Given passage ::
──────────────────────────────

8. The decision to reduce subsidies for fuel and sugar is based on the fact that reducing fuel subsidies will have the greatest impact on government spending and reducing sugar subsidies will allow us to promote healthier lifestyles. The decision is also grounded on three main concerns:
a. First, these subsidies also benefit foreigners and wealthier Malaysians, who can well afford to pay unsubsidised prices. Our focus should be on helping the family sharing a motorcycle or Kancil to get to work and school, but instead our spending on subsidies has provided the same benefits to those driving imported luxury cars. The sugar subsidy disproportionately benefits industries, not families. Businesses have been using almost twice as much subsidised sugar as Malaysian households.
b. Second, highly subsidised prices often lead to illegal smuggling of these goods. Because subsidies make these products the cheapest in the region, in 2009 alone smugglers were caught heading out of Malaysia with more than 200 metric tonnes of sugar to be sold across borders. Also, subsidised diesel continues to go to the black market or across our borders, instead of to those we meant to assist. Law enforcement have been doing their best to prevent smuggling, with 109 sugar related arrests last year. This is the tip of the iceberg. As long as there are big price differences, smuggling will continue. And:
c. Third, unless we reduce our consumption of fuel and sugar, we face potentially serious consequences as a nation. We are quickly depleting our domestic fuel resources. It is vital that we rationalise our fuel use – as well as develop new energy technologies – as a matter of economic, energy and national security. In this regard, we have implemented a number of policies to protect the environment. We must also reduce our sugar consumption. 40 percent of Malaysians are now either overweight or obese. Incidents of diabetes are rising quickly. Statistics show that the percentage of Malaysians with diabetes now exceeds that in the United States. We must, as a matter of urgency, take every step available to tackle what is clearly a public health issue for our nation. Reducing sugar consumption, among our children in particular, is a step in the right direction.
9. These are among the reasons why the Government has chosen to focus on sugar and fuel subsidies. Subsidies for education and health care will continue. These are areas of importance for our economy and our society where the Government should be investing. These include, providing support to develop skills, training the knowledge based workforce of the future and improving the well-being of the nation.

──────────────────────────────

[Referring expression data based on photos]

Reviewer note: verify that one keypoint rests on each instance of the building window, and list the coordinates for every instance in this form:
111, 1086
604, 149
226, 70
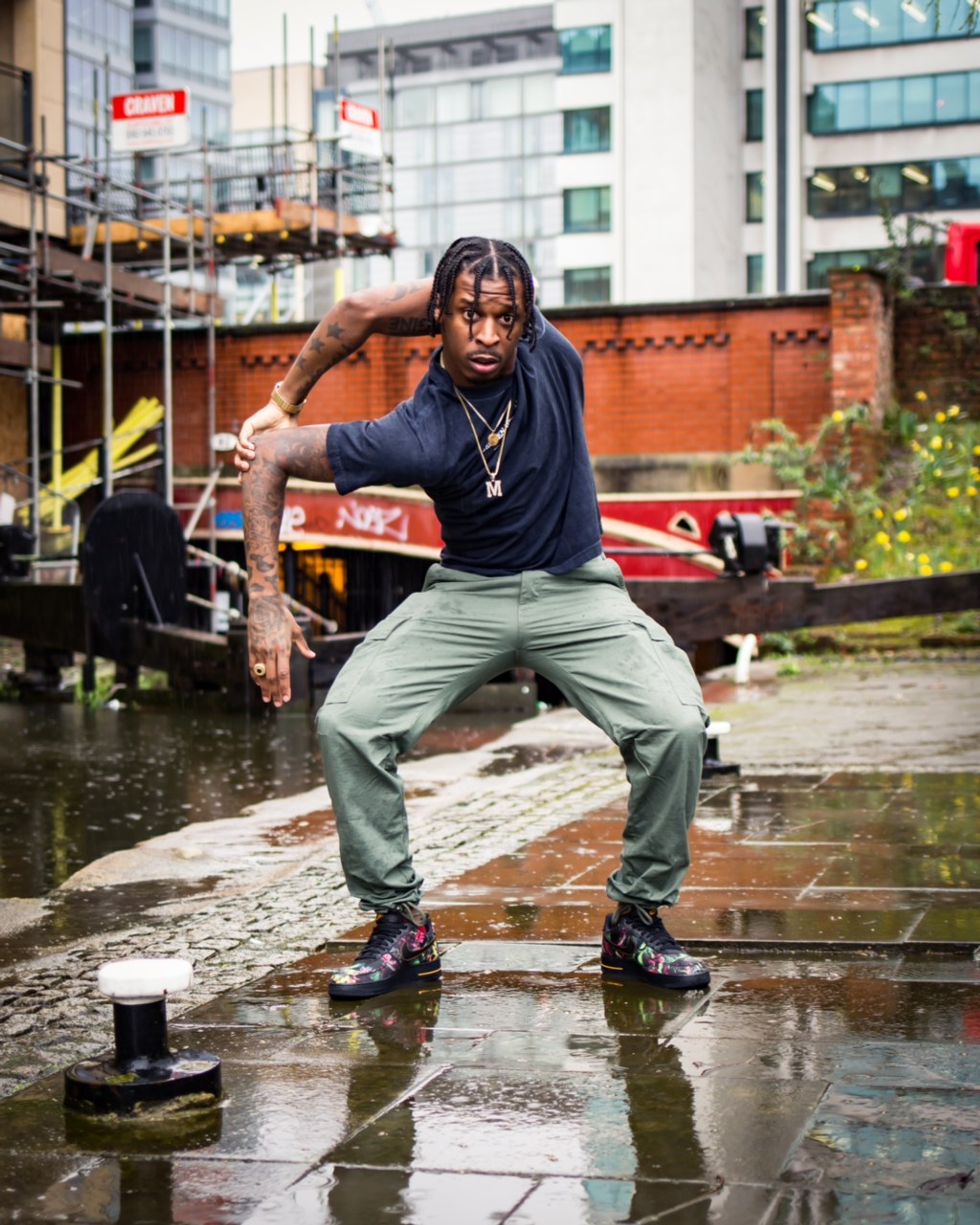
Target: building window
587, 287
755, 196
589, 49
587, 132
895, 102
755, 32
587, 210
143, 48
902, 188
754, 114
834, 26
925, 263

──────────────────────────────

Exercise A :: According to the passage on fuel and sugar subsidies, how many sugar-related arrests were made last year?
Exercise B :: Duplicate the portion of the passage on fuel and sugar subsidies starting with "9. These are" and going on through "of the nation.".
Exercise C :: Decide whether each statement agrees with the passage on fuel and sugar subsidies, answering yes or no and quoting the words that settle it: (i) Businesses have used almost twice as much subsidized sugar as Malaysian households. (ii) Subsidies for education and health care are to be reduced along with those for fuel and sugar. (iii) Half of all Malaysians are now overweight or obese.

Task response A :: 109

Task response B ::
9. These are among the reasons why the Government has chosen to focus on sugar and fuel subsidies. Subsidies for education and health care will continue. These are areas of importance for our economy and our society where the Government should be investing. These include, providing support to develop skills, training the knowledge based workforce of the future and improving the well-being of the nation.

Task response C ::
(i) Yes: "Businesses have been using almost twice as much subsidised sugar as Malaysian households."
(ii) No: "Subsidies for education and health care will continue."
(iii) No: "40 percent of Malaysians are now either overweight or obese."